ВЫБРАННЫЙ ОТРЫВОК -
#####
Видеть истину – это не отдельная функция интеллекта, но функция человека как целого: человек
В предыдущей главе мы приводили утверждение Ореста, что когда ему удалось освободиться от инцестуозных, инфантильных связей, он также стал свободнее от предрассудков Микен, свободнее от присущей любому человеку склонности видеть в других глазах, равно как и в окружающем мире, лишь свое отражение. Способность узреть истину таким образом идет рука об руку с эмоциональной и нравственной зрелостью. Когда человек становится способным так смотреть на истину, он становится уверенным в своих словах. Он становится уверенным в своих взглядах так же, «как в биении своего сердца», потому что они получены на опыте, а не выведены из каких-то абстрактных принципов или услышаны из чужих уст. И он также становится скромнее, поскольку убедился, что раз то, что он прежде считал истиной, оказалось ею лишь отчасти, то и то, что предстало ему в качестве истины теперь, будет по-своему несовершенным. Такая скромность не умаляет силу, с которой человек готов отстаивать свои убеждения, но оставляет открытой возможность искать и находить истину грядущего дня.
#####
ИСХОДНЫЕ ДАННЫЕ -
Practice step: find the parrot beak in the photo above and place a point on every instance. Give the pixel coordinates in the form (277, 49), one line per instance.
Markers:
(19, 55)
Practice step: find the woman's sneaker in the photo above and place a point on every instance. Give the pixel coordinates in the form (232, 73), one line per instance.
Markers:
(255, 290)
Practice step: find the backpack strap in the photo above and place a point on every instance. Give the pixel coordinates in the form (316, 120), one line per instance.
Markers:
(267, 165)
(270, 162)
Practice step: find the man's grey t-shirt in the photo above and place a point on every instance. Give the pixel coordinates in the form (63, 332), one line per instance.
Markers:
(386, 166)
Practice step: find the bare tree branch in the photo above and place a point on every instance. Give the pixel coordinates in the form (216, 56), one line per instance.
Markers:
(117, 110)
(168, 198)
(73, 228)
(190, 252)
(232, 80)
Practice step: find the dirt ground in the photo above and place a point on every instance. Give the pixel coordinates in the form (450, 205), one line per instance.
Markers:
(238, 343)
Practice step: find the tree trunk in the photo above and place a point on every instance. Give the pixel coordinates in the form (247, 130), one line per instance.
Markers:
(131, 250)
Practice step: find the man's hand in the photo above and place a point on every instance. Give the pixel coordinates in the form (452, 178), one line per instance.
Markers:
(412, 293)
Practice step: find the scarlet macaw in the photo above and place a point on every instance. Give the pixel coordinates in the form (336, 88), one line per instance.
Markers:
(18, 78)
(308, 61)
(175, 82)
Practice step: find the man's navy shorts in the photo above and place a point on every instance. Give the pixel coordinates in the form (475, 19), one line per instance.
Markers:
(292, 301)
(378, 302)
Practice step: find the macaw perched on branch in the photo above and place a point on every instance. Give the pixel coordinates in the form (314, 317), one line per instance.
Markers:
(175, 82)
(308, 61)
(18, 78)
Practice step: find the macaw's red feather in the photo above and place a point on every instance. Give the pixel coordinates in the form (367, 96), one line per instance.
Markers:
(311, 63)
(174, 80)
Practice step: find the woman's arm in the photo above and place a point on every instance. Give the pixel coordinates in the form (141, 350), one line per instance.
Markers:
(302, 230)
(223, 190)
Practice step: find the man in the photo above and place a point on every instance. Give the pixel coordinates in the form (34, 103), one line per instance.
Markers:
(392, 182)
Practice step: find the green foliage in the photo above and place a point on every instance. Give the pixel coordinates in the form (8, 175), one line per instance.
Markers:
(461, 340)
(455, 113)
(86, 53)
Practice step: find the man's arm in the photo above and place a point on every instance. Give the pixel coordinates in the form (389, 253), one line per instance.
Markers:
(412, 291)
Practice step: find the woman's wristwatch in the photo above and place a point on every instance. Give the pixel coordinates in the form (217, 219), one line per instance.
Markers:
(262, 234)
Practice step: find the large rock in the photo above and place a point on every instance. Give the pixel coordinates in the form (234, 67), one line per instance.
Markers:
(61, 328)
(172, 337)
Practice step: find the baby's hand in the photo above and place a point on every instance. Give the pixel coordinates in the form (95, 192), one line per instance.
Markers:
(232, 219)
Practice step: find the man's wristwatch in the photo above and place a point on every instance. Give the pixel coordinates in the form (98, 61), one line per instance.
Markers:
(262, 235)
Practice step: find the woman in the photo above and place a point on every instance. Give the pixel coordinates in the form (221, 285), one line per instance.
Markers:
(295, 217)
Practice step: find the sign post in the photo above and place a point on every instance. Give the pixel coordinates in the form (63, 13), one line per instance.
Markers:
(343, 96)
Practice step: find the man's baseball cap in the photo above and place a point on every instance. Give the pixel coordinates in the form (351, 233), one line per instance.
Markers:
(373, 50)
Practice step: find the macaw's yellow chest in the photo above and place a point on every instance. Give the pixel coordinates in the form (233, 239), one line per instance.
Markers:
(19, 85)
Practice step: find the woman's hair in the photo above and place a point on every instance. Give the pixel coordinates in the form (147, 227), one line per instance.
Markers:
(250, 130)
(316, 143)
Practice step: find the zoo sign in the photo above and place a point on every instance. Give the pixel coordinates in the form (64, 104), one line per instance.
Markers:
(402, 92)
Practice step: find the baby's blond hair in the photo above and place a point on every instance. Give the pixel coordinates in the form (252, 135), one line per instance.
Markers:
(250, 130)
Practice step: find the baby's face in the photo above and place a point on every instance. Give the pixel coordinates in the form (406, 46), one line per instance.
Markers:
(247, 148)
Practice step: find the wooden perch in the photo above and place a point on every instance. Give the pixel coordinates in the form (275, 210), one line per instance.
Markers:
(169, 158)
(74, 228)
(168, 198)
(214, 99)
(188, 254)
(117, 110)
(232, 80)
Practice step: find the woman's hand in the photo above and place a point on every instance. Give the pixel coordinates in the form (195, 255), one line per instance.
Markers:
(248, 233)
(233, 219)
#####
ЗАДАНИЕ A -
Определите, согласуется ли с отрывком о видении истины каждое из утверждений ниже. На каждое ответьте «да» или «нет» и приведите дословную цитату из отрывка, на которой основан ответ.
(i) Способность видеть истину связана с эмоциональной и нравственной зрелостью.
(ii) Скромность ослабляет готовность человека отстаивать свои убеждения.
(iii) Уверенность человека в своих взглядах основана на абстрактных принципах.
ЗАДАНИЕ B - Продолжите отрывок о видении истины, начав сразу после его последнего предложения.

ОТВЕТ A -
(i) Да: «Способность узреть истину таким образом идет рука об руку с эмоциональной и нравственной зрелостью».
(ii) Нет: «Такая скромность не умаляет силу, с которой человек готов отстаивать свои убеждения».
(iii) Нет: «потому что они получены на опыте, а не выведены из каких-то абстрактных принципов или услышаны из чужих уст».

ОТВЕТ B -
Глава 8
Человек, превосходящий время
Человек, преодолевающий время
Некоторые читатели могут поставить еще один вопрос: «Все это, конечно, прекрасно – рассуждать о целях зрелого человека. Но часики тикают. В условиях, когда мир погружен в полупсихотическое состояние, а катастрофа Третьей мировой войны поджидает за углом, как можно вести речь о долгом и устойчивом росте, необходимом для самореализации?»
Давайте сформулируем этот вопрос конкретнее. Представим, например, молодого мужа, который получил звание лейтенанта в ходе последней войны и который ныне работает редактором в газете. Допустим, что своим мужеством и энергией он не уступает никому. Незадолго до того, как отправиться за границу, он женился на привлекательной и талантливой женщине. Теперь же он с горечью обнаруживает, что у них с женой серьезные трудности в отношениях – трудности, преодоление которых потребует месяцев, возможно, даже лет, эмоционального взросления с помощью психотерапии. «Стоит ли прикладывать столько усилий, – спрашивает он себя и своего терапевта, – если существует вероятность, что меня в любой момент могут снова призвать на службу, наверняка ведь не скажешь. Не лучше ли дать браку распасться и удовлетворяться теми отношениями, которые подвернутся под руку в наше непредсказуемое время?»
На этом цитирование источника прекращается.